Each line of the listing must be transcribed exactly, except for the images, which should be excluded.

** Begin Data provided **

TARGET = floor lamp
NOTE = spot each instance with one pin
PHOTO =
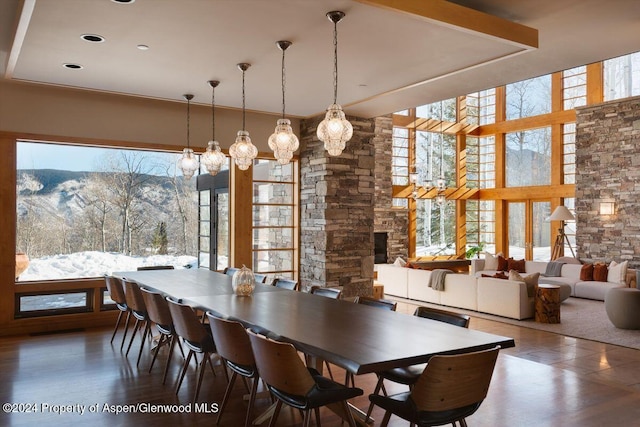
(561, 214)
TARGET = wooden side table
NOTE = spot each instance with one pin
(548, 304)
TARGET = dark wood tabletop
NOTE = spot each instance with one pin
(359, 338)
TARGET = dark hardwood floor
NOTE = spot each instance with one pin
(546, 380)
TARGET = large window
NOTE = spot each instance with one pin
(529, 98)
(622, 77)
(528, 155)
(275, 219)
(85, 212)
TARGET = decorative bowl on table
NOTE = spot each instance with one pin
(243, 282)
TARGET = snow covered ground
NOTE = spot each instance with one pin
(96, 264)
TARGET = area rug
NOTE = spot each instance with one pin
(580, 318)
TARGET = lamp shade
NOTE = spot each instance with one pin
(561, 214)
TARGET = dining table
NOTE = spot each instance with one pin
(359, 338)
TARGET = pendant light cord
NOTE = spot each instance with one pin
(243, 101)
(335, 62)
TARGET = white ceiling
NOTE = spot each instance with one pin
(388, 60)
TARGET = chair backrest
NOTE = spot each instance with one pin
(455, 381)
(116, 291)
(156, 267)
(326, 292)
(230, 271)
(260, 278)
(157, 308)
(280, 366)
(292, 285)
(443, 316)
(232, 341)
(134, 298)
(375, 302)
(186, 322)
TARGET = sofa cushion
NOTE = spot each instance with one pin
(503, 264)
(531, 281)
(617, 272)
(491, 261)
(516, 264)
(600, 272)
(586, 273)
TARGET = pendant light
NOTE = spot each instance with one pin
(242, 151)
(213, 159)
(335, 130)
(188, 163)
(283, 141)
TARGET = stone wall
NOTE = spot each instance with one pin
(393, 221)
(608, 169)
(336, 205)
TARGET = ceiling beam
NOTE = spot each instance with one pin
(463, 19)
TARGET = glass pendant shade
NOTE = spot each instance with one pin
(213, 159)
(243, 151)
(188, 163)
(283, 141)
(335, 130)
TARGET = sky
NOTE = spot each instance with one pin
(35, 155)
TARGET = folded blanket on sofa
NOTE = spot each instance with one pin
(554, 269)
(436, 280)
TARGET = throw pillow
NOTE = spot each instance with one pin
(491, 261)
(531, 281)
(600, 272)
(516, 264)
(502, 264)
(617, 272)
(399, 262)
(586, 273)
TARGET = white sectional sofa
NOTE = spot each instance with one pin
(493, 296)
(501, 297)
(570, 275)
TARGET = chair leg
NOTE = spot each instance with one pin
(115, 329)
(276, 412)
(147, 330)
(225, 398)
(385, 419)
(126, 329)
(136, 326)
(376, 390)
(252, 400)
(184, 370)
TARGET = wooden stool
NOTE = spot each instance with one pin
(548, 303)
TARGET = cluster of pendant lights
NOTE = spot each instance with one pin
(334, 131)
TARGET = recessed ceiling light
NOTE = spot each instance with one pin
(93, 38)
(72, 66)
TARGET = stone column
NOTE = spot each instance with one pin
(337, 210)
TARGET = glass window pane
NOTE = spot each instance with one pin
(529, 97)
(529, 157)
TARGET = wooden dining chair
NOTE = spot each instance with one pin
(197, 337)
(138, 308)
(234, 346)
(451, 388)
(409, 375)
(292, 285)
(116, 293)
(294, 384)
(159, 314)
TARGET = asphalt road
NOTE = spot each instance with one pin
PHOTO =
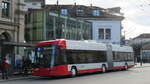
(132, 76)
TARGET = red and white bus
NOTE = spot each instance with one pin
(67, 57)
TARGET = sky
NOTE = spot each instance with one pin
(136, 13)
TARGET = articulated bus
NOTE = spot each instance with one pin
(67, 57)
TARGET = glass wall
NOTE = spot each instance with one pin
(44, 25)
(34, 27)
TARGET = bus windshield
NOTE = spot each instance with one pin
(44, 56)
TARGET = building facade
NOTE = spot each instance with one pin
(141, 47)
(34, 4)
(106, 23)
(11, 28)
(41, 24)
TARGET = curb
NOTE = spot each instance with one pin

** End Data provided **

**Task solution**
TARGET = floor lamp
NOTE = spot each instance with one pin
PHOTO =
(561, 214)
TARGET = wooden side table
NOTE = spot each instance with one pin
(548, 304)
TARGET = dark wood tabletop
NOTE = spot each instance with one pin
(359, 338)
TARGET = dark hardwood floor
NOTE = spot each instance with one pin
(546, 380)
TARGET = large window
NOTE = spot each instance with one pin
(529, 98)
(622, 77)
(528, 155)
(275, 219)
(85, 212)
TARGET = decorative bowl on table
NOTE = spot each instance with one pin
(243, 282)
TARGET = snow covered ground
NOTE = spot each instance with one pin
(96, 264)
TARGET = area rug
NOTE = spot each instance with one pin
(580, 318)
TARGET = lamp shade
NOTE = spot each instance with one pin
(561, 214)
TARGET = dining table
NOTE = spot each instance with one pin
(359, 338)
TARGET = pendant light cord
NOTE = spot each instance with one pin
(243, 101)
(335, 62)
TARGET = white ceiling
NOTE = spot each instance with one pin
(388, 60)
TARGET = chair backrest
NOTE = spot each instance with one pin
(455, 381)
(116, 291)
(156, 267)
(326, 292)
(230, 271)
(260, 278)
(157, 308)
(280, 366)
(292, 285)
(443, 316)
(232, 341)
(134, 298)
(375, 302)
(186, 322)
TARGET = sofa cushion
NOTE = spot each instance with one pin
(503, 264)
(531, 281)
(617, 272)
(491, 261)
(516, 264)
(600, 272)
(586, 273)
TARGET = pendant light
NOTE = spot each instance with one pin
(242, 151)
(213, 159)
(335, 130)
(188, 163)
(283, 141)
TARGET = stone wall
NOTE = spot each instance with one pin
(393, 221)
(608, 169)
(336, 205)
TARGET = ceiling beam
NOTE = spot each instance with one pin
(463, 19)
TARGET = glass pendant shade
NOTE = spot each instance with one pin
(213, 159)
(243, 151)
(188, 163)
(283, 141)
(335, 130)
TARGET = sky
NOTE = spot each instance with one pin
(35, 155)
TARGET = folded blanket on sofa
NOTE = spot each instance with one pin
(554, 269)
(436, 280)
TARGET = throw pillow
NOTE = spot each instance with one pin
(491, 261)
(531, 281)
(600, 272)
(516, 264)
(502, 264)
(617, 272)
(399, 262)
(586, 273)
TARGET = white sectional sofa
NOTE = spot each instance with one pin
(493, 296)
(501, 297)
(570, 275)
TARGET = chair leg
NOTE = spot each instance with one pin
(115, 329)
(276, 412)
(147, 330)
(225, 398)
(385, 419)
(126, 329)
(136, 326)
(376, 390)
(252, 400)
(184, 370)
TARGET = wooden stool
NOTE = spot each instance with one pin
(548, 303)
TARGET = cluster of pendant lights
NOTE = spot each instance with one pin
(334, 131)
TARGET = recessed ceiling light
NOTE = spot each instance with one pin
(93, 38)
(72, 66)
TARGET = stone column
NOTE = spot each instance with one pin
(337, 210)
TARGET = glass window pane
NOTE = spot each instance with one pin
(529, 97)
(529, 157)
TARGET = wooden dining chair
NOTE = spot each instance with one pin
(197, 337)
(138, 308)
(234, 346)
(451, 388)
(409, 375)
(292, 285)
(116, 293)
(294, 384)
(159, 314)
TARGET = asphalt road
NOTE = spot each instance with one pin
PHOTO =
(132, 76)
TARGET = red and white bus
NOTE = spot each instance with one pin
(67, 57)
TARGET = sky
NOTE = spot each instance with one pin
(136, 13)
TARGET = articulated bus
NOTE = spot each instance with one pin
(67, 57)
TARGET = glass wall
NOTE = spot each instance with one pin
(44, 25)
(34, 27)
TARGET = bus windshield
NOTE = spot each instance with one pin
(44, 56)
TARGET = building facade
NOTE = spot each instance with one pin
(141, 47)
(34, 4)
(106, 23)
(11, 28)
(41, 24)
TARGET = curb
NOTE = spot each instance with one pin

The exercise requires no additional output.